## Available data
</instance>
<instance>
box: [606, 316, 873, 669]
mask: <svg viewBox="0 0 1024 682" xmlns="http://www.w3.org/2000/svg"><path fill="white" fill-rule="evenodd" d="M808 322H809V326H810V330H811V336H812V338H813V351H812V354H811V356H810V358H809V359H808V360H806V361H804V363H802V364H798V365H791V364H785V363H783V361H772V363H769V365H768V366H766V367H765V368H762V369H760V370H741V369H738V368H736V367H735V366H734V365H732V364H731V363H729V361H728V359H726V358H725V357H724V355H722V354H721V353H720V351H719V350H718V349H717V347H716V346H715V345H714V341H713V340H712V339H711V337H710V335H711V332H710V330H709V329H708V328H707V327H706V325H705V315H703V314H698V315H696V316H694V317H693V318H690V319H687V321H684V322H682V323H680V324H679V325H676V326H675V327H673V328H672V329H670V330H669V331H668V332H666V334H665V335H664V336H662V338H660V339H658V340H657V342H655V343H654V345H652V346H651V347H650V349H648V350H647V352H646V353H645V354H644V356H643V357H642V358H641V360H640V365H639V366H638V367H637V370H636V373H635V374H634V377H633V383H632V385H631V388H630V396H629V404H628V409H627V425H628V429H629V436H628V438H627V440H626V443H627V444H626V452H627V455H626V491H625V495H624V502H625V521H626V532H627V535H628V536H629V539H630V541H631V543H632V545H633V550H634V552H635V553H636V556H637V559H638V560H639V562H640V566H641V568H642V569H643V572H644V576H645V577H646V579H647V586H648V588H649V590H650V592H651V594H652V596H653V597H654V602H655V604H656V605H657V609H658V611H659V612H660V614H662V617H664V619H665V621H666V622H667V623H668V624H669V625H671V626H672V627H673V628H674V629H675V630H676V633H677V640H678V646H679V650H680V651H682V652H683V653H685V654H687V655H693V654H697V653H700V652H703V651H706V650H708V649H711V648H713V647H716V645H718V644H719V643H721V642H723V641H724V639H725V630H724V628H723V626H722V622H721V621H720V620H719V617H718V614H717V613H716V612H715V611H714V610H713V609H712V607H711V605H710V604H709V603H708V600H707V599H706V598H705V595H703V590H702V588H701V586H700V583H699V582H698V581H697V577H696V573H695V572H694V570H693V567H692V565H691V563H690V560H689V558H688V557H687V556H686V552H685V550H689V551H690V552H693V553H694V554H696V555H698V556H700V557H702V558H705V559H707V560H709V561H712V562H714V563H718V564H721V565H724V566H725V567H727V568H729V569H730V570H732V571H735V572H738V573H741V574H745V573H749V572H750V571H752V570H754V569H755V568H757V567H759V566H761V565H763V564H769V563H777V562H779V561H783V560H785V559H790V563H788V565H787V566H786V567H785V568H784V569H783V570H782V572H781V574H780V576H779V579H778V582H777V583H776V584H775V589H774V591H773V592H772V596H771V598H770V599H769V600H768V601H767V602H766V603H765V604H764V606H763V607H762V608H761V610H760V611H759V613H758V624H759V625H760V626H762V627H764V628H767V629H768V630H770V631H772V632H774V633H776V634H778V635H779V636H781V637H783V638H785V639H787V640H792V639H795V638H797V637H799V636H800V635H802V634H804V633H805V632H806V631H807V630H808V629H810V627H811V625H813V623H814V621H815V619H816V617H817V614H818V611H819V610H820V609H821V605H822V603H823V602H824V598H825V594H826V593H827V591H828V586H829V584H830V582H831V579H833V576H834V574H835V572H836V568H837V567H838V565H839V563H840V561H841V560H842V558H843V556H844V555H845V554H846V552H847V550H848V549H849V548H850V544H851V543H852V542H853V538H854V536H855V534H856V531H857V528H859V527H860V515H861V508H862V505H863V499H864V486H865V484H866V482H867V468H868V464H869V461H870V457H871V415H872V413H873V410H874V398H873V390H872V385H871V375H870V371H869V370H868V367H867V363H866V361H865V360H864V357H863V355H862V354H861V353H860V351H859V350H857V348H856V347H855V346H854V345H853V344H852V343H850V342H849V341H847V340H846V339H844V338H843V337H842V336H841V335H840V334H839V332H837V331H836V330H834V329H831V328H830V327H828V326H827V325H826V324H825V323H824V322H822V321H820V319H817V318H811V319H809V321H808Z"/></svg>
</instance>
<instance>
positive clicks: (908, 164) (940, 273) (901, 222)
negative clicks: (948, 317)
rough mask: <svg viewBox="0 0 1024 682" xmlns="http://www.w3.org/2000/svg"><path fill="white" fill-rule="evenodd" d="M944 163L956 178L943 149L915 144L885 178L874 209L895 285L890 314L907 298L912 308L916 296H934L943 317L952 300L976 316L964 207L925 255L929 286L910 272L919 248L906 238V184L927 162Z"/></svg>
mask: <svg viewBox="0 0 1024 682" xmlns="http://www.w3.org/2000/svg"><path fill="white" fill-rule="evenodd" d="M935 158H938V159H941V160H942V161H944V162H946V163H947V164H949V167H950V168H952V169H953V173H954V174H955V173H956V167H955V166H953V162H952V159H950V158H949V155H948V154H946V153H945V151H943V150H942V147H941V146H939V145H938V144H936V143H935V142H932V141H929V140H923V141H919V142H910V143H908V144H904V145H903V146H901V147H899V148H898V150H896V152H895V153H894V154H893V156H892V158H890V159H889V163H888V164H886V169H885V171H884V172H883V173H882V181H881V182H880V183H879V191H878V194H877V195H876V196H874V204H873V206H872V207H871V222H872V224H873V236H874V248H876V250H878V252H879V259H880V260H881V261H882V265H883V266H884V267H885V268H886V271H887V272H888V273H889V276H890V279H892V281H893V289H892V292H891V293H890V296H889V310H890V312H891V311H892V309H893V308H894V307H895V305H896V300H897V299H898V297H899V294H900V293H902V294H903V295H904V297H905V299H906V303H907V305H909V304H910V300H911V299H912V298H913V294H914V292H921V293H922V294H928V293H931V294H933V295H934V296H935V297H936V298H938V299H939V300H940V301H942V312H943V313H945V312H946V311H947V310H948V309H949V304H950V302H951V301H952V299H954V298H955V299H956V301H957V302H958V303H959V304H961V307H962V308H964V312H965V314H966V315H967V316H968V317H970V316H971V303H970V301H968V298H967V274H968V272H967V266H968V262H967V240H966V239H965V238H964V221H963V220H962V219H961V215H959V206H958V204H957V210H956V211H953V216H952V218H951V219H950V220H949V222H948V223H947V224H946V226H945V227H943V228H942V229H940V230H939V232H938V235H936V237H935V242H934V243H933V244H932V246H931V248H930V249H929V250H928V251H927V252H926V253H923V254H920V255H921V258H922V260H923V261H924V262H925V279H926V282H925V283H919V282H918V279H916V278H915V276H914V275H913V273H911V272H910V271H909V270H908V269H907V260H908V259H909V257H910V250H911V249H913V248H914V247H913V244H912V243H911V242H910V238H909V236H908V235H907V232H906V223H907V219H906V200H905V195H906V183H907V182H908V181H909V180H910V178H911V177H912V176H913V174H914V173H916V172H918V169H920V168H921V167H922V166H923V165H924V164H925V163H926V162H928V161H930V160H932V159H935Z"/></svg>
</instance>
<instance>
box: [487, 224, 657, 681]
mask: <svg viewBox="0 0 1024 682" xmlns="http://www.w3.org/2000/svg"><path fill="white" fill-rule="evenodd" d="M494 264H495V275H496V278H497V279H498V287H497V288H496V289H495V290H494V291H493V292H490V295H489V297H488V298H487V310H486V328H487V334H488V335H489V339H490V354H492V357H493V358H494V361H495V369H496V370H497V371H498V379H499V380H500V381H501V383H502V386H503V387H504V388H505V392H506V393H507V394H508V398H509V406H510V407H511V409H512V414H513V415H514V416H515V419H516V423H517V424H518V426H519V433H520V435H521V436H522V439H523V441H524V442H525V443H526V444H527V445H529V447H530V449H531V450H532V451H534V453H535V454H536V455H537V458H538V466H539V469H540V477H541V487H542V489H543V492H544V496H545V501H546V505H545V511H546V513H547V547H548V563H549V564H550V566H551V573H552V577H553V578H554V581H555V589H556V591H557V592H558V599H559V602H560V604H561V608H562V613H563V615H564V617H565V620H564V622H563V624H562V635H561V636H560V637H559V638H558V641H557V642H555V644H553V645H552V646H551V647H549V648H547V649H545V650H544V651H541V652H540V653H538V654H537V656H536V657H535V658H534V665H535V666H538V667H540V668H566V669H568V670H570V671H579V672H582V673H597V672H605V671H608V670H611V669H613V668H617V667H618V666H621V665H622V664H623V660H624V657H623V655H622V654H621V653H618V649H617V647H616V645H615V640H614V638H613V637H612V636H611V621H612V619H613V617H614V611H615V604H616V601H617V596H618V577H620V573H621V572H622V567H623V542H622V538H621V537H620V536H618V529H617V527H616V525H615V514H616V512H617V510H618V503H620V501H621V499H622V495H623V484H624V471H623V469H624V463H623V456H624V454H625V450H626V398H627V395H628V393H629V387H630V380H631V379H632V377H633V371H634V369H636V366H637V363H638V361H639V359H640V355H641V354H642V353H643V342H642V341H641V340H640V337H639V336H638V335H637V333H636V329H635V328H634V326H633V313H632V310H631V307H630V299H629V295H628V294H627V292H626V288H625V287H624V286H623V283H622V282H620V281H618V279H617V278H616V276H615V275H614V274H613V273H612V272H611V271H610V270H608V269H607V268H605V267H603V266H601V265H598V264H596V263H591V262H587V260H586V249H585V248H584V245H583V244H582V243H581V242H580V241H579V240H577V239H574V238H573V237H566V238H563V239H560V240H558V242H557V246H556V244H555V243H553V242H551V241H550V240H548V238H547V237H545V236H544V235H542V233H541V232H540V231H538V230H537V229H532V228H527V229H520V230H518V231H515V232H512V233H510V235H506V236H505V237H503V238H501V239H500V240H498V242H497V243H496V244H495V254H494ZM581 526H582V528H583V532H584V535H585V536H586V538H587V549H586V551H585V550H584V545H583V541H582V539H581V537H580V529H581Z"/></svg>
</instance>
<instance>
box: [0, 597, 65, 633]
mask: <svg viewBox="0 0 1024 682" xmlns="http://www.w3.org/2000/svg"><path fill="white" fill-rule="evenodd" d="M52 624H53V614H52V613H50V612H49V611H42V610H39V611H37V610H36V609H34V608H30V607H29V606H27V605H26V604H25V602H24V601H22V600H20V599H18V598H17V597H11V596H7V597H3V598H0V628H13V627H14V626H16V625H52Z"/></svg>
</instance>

## Try it
If a line above holds the string "clicks", copy it out.

## Expected answer
positive clicks: (908, 164) (940, 273) (901, 222)
negative clicks: (948, 317)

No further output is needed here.